**WHAT YOU SHOULD DO**. Give the lines below, from the line containing "beige building from the bin shown here." through the line containing "302, 89, 369, 124", inclusive, as a numbered list with any blank lines left out.

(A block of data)
*-*-*
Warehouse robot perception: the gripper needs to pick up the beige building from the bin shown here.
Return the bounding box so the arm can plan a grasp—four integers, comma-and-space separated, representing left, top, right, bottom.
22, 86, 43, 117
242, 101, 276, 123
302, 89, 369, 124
*-*-*
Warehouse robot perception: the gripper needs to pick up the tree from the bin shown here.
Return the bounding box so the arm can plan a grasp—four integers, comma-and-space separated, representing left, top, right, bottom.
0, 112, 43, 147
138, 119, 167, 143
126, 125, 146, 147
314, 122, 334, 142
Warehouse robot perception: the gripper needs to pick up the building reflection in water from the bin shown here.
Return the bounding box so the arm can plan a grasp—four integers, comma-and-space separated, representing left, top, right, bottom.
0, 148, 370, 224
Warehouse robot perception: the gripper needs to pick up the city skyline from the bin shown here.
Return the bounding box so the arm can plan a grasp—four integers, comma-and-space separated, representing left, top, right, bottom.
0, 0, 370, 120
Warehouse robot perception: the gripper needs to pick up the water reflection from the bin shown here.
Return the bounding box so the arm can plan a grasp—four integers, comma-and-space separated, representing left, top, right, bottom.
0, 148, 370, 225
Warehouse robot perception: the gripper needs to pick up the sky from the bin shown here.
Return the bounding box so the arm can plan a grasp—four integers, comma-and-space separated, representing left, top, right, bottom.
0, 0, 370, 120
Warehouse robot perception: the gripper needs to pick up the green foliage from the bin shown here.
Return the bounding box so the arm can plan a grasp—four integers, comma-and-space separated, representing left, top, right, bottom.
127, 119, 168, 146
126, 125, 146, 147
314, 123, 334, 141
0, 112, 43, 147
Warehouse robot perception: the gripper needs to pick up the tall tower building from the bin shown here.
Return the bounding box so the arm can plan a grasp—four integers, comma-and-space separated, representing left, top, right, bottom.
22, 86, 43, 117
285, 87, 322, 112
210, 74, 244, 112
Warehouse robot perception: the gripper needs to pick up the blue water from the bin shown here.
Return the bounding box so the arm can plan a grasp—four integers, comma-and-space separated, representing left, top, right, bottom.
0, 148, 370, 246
*-*-*
**EXERCISE RESPONSE**.
1. Warehouse robot perception: the gripper needs to pick up the beige building from the bin shown here.
2. Return the bounding box so the arm can plan a grasp—four integers, comma-and-space separated, representing left, top, right, bottom.
3. 22, 86, 43, 117
4. 242, 101, 276, 123
5. 302, 89, 369, 124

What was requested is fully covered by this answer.